# PROBLEM STATEMENT
Please pick up the news report on Joran van der Sloot's statement to Peruvian police after its final sentence and keep writing it.

# EXCERPT PROVIDED
:::

Police: Holloway suspect Joran van der Sloot says he killed woman in Peru
LIMA, PERU -- Dutchman Joran van der Sloot, long the prime suspect in the 2005 disappearance of a U.S. teenager in Aruba, has stated under questioning that he killed a young Peruvian woman in his Lima hotel room, Peru's chief police spokesman said Tuesday.
Col. Abel Gamarra said Van der Sloot told police Monday that he killed 21-year-old Stephany Flores on May 30.
Several Peruvian news outlets reported that Van der Sloot killed Flores in a rage after learning she had looked up information about his past on his laptop without his permission. They did not name their sources.
The newspaper La República said that in the presence of a prosecutor and a state-appointed attorney, Van der Sloot tearfully described grabbing Flores by the neck and hitting her, saying that while he was out buying coffee, she had viewed photos and videos on his computer about the 2005 disappearance in Aruba of Alabama teen Natalee Holloway. The 22-year-old Dutchman remains the prime suspect in that case.
Van der Sloot's statement came on his third full day in Peruvian police custody, on the eve of a planned trip to the hotel in which he was to participate in a reconstruction of the events leading to Flores's slaying, Gamarra said.
Flores, a business student, was found beaten to death, her neck broken, in the Dutchman's hotel room. Police said the two met playing poker at a casino.

:::

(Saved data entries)
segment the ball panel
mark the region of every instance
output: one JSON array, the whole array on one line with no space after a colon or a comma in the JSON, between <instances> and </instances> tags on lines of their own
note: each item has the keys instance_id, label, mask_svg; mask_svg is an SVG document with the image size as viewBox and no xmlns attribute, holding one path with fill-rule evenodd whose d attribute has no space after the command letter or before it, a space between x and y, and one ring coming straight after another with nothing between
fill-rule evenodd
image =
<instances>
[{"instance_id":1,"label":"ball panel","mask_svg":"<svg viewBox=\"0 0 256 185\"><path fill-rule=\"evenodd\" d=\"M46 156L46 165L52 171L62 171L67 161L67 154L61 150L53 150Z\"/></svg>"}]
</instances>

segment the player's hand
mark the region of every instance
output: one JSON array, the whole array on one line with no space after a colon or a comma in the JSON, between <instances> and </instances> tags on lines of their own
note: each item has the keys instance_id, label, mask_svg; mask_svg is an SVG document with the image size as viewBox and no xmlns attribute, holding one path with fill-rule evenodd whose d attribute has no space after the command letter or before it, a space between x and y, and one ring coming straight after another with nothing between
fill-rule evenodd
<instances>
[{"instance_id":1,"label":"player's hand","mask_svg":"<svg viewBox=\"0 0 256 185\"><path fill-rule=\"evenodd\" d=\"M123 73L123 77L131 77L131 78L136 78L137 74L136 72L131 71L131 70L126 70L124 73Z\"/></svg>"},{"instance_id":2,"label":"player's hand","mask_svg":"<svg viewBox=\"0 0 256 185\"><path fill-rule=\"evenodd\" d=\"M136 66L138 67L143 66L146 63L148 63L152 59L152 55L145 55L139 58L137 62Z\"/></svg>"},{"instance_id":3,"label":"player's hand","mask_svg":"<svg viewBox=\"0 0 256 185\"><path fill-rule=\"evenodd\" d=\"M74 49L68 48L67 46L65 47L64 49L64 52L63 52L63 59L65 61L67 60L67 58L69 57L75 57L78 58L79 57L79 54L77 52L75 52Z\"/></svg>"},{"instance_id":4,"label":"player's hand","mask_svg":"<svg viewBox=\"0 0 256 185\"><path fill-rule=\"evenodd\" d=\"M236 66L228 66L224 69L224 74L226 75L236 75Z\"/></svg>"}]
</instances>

:::

# RESULT
Video from hotel security cameras shows the two entering Van der Sloot's hotel room together at 5 a.m. that Saturday and Van der Sloot leaving alone four hours later with his bags. Police say Van der Sloot also left the hotel briefly at 8:10 a.m. and returned with two cups of coffee and bread purchased across the street at a supermarket.
Gamarra said that the case will now be turned over to prosecutors to present formal charges and that Van der Sloot will be assigned to a prison while he awaits trial. Murder convictions carry a maximum of 35 years in prison in Peru.
Van der Sloot was arrested twice in the Aruba case -- and gave a number of conflicting confessions, some in TV interviews -- but was freed for lack of evidence.
Van der Sloot had been held at Peruvian criminal police headquarters since arriving Saturday in a police convoy from Chile, where he was arrested Thursday. He had crossed into Chile the previous Monday, nearly a day after leaving the Lima hotel. Flores's death came five years to the day after Holloway's disappearance.
Lima's deputy medical investigator, Victor Tejada, said Flores was killed by blows with a blunt object, probably the tennis racket found in the hotel room.